--- BEGIN INPUT RECORDS ---
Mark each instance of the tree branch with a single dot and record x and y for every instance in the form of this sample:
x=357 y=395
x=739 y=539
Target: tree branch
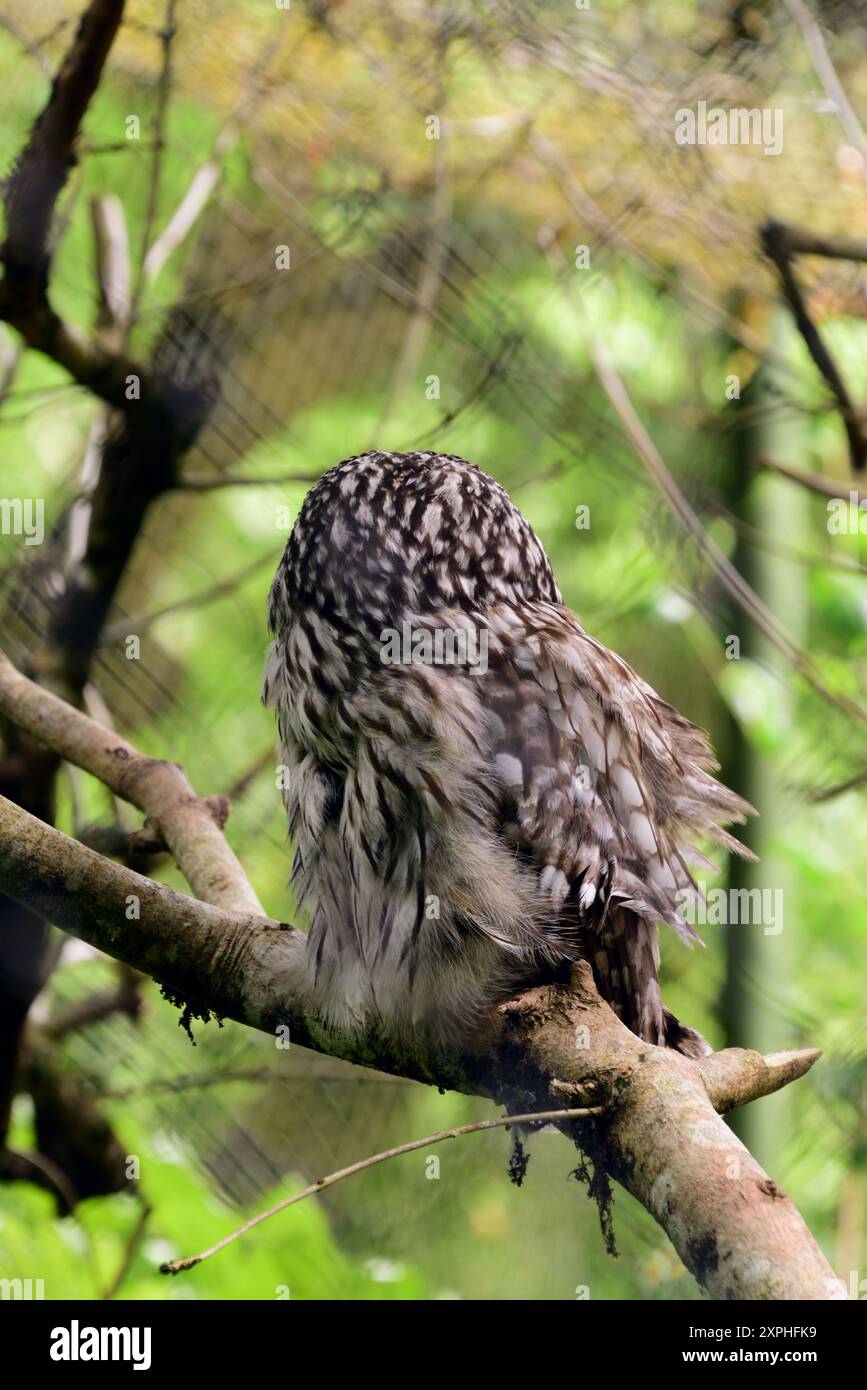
x=555 y=1045
x=189 y=824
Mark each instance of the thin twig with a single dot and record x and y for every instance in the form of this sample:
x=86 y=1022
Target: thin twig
x=813 y=481
x=142 y=622
x=132 y=1244
x=745 y=597
x=827 y=75
x=175 y=1266
x=775 y=245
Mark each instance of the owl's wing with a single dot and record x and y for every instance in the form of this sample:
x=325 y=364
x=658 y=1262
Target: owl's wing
x=605 y=787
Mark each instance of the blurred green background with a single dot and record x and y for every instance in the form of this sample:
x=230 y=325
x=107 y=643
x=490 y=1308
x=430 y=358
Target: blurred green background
x=432 y=300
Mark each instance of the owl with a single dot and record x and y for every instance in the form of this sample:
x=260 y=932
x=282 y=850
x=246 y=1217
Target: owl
x=478 y=791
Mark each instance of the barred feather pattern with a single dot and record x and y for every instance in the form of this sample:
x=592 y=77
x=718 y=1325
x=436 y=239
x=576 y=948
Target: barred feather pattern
x=461 y=830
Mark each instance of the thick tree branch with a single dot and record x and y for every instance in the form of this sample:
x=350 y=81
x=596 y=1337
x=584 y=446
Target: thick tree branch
x=189 y=824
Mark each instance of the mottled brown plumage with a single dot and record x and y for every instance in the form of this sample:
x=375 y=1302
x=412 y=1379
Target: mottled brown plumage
x=474 y=818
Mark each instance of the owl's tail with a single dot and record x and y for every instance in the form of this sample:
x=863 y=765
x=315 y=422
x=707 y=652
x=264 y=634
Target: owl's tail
x=624 y=955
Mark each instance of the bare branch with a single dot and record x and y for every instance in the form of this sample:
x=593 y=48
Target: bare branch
x=660 y=1134
x=744 y=595
x=827 y=74
x=175 y=1266
x=775 y=246
x=813 y=481
x=189 y=824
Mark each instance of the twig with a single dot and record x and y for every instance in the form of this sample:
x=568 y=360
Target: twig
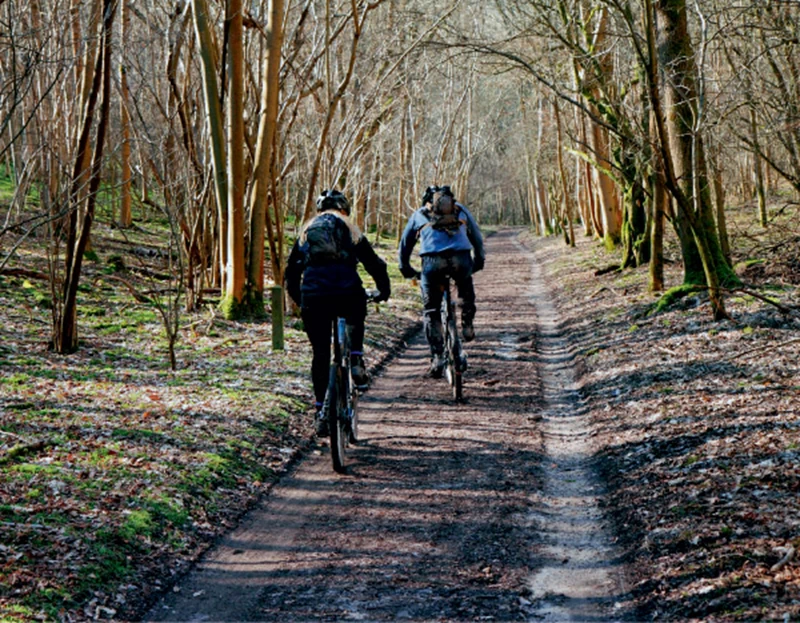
x=599 y=290
x=787 y=558
x=768 y=347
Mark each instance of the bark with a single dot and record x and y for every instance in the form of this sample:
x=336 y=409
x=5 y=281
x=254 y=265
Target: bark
x=264 y=165
x=125 y=218
x=608 y=200
x=568 y=224
x=703 y=261
x=233 y=301
x=65 y=339
x=216 y=128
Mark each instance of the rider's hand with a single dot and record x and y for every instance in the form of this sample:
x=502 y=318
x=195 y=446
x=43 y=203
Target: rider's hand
x=409 y=273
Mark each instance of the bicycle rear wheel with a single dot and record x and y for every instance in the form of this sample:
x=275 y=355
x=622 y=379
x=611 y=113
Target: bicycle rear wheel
x=337 y=423
x=353 y=414
x=453 y=350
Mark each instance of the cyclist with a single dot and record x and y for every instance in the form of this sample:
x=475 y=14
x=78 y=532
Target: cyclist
x=322 y=278
x=447 y=232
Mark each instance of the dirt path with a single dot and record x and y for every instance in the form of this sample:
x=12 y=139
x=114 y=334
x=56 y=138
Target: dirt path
x=482 y=511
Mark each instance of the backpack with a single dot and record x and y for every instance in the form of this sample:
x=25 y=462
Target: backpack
x=443 y=213
x=328 y=241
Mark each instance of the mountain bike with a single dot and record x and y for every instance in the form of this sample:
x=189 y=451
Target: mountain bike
x=341 y=399
x=455 y=357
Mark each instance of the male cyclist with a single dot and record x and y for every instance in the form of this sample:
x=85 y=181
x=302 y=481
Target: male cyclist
x=447 y=233
x=322 y=278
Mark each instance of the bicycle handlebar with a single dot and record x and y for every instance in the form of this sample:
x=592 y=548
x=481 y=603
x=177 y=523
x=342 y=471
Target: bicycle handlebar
x=373 y=295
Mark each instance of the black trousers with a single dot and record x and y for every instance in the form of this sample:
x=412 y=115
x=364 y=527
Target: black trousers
x=318 y=313
x=436 y=269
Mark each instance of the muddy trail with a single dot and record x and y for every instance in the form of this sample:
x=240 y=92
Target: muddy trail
x=488 y=510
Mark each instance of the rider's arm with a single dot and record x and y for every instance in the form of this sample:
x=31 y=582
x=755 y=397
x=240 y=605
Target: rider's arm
x=475 y=239
x=294 y=272
x=407 y=242
x=375 y=266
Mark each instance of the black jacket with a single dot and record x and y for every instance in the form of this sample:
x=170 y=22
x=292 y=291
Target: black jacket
--- END INPUT RECORDS ---
> [SET PROBLEM]: Lay out everything from the start of the items down through the line containing "x=768 y=347" as a numbered list, skipping blank lines and leaving out the pictures.

> [THE COMPLETED TASK]:
1. Mark each instance of the tree branch with a single dot and record x and y for every instance in the form of this sample:
2. x=357 y=395
3. x=739 y=539
4. Target: tree branch
5. x=555 y=1045
6. x=189 y=824
7. Mark each instance of the thin twig with a single dot and record x and y for every instance in the form of this sample:
8. x=86 y=1022
9. Target: thin twig
10. x=813 y=481
11. x=142 y=622
12. x=132 y=1244
13. x=745 y=597
14. x=827 y=75
15. x=175 y=1266
16. x=775 y=245
17. Mark each instance of the owl's wing with a single dot and record x and y for every instance in the form of this sample:
18. x=325 y=364
19. x=658 y=1262
20. Target: owl's wing
21. x=605 y=787
22. Mark each instance of the blurred green background with a single dot and record x and y for every instance in the form of this sample:
23. x=230 y=325
24. x=107 y=643
25. x=490 y=1308
26. x=430 y=358
27. Target: blurred green background
28. x=432 y=300
29. Mark each instance of the owl with a single dot and record x and y for every instance in the form of this sample:
30. x=260 y=932
31. x=282 y=850
32. x=246 y=1217
33. Target: owl
34. x=478 y=791
35. Mark each instance of the barred feather pattern with a single dot and record x and y for every instance in the form of this sample:
36. x=592 y=77
37. x=718 y=1325
38. x=436 y=239
39. x=576 y=948
40. Target: barred feather pattern
41. x=461 y=830
42. Mark each instance of the thick tree branch with a single dot and record x and y for every instance in the form of this sample:
43. x=350 y=81
44. x=596 y=1337
45. x=584 y=446
46. Target: thick tree branch
47. x=189 y=824
48. Mark each instance of the mottled brown plumage with a single dot and record x and y for every instance in the form of this sample:
49. x=375 y=1302
50. x=412 y=1379
51. Target: mottled brown plumage
52. x=474 y=818
53. Mark each instance of the owl's tail with a single dot and record x and y for every instance in the form of this sample:
54. x=863 y=765
55. x=315 y=422
56. x=707 y=652
57. x=264 y=634
58. Target: owl's tail
59. x=624 y=955
60. Mark each instance of the bare branch with a single dot and record x and y for every instance in the form of this sample:
61. x=593 y=48
62. Target: bare branch
63. x=660 y=1134
64. x=744 y=595
65. x=827 y=74
66. x=175 y=1266
67. x=775 y=246
68. x=813 y=481
69. x=189 y=824
70. Mark each instance of the twig with a single dot and record x and y for every instance in the form of this sample:
71. x=568 y=360
72. Target: twig
73. x=599 y=290
74. x=787 y=558
75. x=768 y=347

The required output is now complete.